[Collected data]
^^^^^^^^
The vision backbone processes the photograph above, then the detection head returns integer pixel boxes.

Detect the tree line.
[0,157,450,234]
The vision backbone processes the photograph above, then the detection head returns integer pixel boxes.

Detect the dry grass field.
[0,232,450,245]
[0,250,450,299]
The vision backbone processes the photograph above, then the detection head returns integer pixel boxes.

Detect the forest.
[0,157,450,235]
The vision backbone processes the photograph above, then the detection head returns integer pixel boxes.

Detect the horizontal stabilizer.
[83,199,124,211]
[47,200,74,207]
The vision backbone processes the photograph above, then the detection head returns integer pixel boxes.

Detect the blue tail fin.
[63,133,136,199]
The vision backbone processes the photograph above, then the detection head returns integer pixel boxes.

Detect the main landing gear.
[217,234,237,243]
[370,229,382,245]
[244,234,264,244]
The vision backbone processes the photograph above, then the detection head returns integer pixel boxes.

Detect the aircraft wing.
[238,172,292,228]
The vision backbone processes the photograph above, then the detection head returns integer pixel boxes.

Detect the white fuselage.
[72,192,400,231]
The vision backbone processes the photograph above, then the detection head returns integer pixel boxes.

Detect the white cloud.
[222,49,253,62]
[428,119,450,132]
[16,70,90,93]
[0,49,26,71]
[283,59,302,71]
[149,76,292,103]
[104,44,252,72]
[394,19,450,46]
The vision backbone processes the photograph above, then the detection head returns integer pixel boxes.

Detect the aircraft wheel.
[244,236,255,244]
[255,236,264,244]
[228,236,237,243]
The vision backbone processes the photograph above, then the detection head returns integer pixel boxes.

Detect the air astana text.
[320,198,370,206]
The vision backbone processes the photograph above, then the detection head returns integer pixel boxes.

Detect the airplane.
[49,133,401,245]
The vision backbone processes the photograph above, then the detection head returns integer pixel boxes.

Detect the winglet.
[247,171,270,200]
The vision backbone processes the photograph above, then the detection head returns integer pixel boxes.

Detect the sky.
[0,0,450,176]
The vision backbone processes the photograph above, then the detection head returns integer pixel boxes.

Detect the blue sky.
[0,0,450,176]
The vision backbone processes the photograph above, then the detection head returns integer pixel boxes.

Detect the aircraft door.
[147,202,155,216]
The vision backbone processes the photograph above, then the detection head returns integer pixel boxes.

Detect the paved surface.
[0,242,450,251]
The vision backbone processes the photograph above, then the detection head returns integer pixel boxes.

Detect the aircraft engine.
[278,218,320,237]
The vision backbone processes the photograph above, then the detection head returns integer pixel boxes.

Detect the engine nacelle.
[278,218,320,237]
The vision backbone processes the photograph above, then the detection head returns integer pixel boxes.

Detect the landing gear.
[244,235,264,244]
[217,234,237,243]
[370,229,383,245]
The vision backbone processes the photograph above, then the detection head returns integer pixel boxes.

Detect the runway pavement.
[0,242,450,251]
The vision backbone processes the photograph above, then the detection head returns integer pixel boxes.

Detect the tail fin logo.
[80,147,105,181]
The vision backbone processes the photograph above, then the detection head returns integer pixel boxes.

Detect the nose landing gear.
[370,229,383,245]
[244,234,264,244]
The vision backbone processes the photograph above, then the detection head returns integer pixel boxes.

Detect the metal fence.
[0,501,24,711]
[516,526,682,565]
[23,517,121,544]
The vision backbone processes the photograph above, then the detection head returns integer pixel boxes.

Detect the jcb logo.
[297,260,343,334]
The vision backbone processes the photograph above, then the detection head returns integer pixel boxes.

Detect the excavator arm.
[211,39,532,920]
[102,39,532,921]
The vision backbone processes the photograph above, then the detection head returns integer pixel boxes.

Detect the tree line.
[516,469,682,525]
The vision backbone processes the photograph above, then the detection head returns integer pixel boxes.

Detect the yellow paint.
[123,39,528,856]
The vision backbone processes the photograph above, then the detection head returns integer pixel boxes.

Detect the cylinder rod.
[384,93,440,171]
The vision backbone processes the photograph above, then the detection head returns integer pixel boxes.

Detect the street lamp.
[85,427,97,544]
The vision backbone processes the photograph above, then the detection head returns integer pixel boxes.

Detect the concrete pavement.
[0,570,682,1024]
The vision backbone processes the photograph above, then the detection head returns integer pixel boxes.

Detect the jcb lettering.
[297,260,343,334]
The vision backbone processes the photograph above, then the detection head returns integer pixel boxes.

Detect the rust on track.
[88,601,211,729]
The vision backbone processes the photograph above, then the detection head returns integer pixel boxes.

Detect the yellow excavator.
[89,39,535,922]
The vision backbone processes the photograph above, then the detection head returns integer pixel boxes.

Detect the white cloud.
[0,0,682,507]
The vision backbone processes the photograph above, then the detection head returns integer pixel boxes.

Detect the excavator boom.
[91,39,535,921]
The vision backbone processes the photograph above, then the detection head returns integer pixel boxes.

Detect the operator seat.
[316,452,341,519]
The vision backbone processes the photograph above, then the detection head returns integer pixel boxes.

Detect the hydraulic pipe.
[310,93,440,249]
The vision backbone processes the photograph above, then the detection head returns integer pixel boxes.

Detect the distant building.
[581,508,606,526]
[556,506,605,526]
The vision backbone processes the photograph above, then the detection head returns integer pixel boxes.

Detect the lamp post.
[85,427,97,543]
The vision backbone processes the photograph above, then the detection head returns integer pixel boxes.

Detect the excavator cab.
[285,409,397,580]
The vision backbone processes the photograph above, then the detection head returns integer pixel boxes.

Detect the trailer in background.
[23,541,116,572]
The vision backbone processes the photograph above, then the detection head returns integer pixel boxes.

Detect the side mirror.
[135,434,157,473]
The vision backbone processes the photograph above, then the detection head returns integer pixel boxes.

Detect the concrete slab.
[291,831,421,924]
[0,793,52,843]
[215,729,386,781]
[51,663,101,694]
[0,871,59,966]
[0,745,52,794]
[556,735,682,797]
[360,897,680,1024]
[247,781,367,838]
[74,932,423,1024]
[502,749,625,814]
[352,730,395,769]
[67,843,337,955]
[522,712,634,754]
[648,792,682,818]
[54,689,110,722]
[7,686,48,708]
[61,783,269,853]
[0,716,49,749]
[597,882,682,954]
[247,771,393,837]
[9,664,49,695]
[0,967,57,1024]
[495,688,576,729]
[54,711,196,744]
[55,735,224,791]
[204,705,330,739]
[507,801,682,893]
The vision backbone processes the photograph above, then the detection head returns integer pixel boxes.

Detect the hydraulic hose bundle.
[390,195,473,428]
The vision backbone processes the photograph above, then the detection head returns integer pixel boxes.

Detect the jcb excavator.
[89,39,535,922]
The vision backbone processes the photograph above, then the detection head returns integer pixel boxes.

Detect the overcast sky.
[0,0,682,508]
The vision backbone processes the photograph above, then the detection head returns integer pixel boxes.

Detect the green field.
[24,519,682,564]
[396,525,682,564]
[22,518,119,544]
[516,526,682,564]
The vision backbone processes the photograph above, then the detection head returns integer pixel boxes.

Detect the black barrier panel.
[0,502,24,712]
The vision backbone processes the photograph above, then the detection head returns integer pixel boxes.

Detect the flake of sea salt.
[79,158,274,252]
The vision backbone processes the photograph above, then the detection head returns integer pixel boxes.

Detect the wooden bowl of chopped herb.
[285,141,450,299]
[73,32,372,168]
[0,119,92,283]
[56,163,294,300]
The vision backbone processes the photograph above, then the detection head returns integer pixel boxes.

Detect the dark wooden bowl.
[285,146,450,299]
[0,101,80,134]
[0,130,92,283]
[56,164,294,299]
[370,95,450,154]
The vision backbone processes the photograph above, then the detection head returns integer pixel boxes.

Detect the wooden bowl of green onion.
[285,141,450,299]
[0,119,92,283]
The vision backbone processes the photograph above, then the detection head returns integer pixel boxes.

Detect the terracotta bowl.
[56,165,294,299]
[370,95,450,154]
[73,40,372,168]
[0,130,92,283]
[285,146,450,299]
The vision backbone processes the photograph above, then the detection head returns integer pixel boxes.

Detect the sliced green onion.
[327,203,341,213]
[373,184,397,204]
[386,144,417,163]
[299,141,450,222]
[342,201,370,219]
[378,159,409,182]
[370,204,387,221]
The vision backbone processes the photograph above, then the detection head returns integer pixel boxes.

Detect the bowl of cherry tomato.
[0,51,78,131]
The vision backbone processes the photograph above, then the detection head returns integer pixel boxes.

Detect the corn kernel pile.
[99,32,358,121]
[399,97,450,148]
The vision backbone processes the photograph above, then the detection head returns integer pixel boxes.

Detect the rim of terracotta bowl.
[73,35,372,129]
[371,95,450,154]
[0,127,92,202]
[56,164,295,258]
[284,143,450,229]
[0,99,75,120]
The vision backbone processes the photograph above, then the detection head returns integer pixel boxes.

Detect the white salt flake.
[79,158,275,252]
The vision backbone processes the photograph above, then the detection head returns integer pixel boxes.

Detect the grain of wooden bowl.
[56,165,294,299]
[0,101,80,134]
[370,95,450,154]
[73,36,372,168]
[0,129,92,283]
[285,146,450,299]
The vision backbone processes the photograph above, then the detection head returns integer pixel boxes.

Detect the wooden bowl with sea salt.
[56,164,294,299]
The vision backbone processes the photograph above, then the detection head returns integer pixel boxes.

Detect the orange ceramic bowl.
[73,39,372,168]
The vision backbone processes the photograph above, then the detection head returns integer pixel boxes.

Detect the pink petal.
^^^^^^^^
**WRITTEN PROBLEM:** Convert the lines from the start through the line containing "[47,200,74,207]", inclusive, into a two-column CSV with the header input,output. Each row pairs one block of text with the boxes that follow it; put each in a single quoted field and replace its line breaks with spaces.

**RESULT FOR THIS TASK:**
input,output
"The vision backbone processes the photograph above, then the detection head returns integer pixel boxes. Detect the tree line.","[0,157,450,234]"
"The vision backbone processes the photograph above, then the detection head returns integer pixel boxes. Detect the dry grass field.","[0,232,450,245] [0,250,450,299]"
"The vision backbone processes the photograph above, then the detection head returns integer pixel boxes. Detect the forest.","[0,157,450,235]"
"The vision backbone processes the photograph above, then the detection head returns integer pixel boxes. Detect the horizontal stabilizer.","[83,199,124,211] [47,200,74,207]"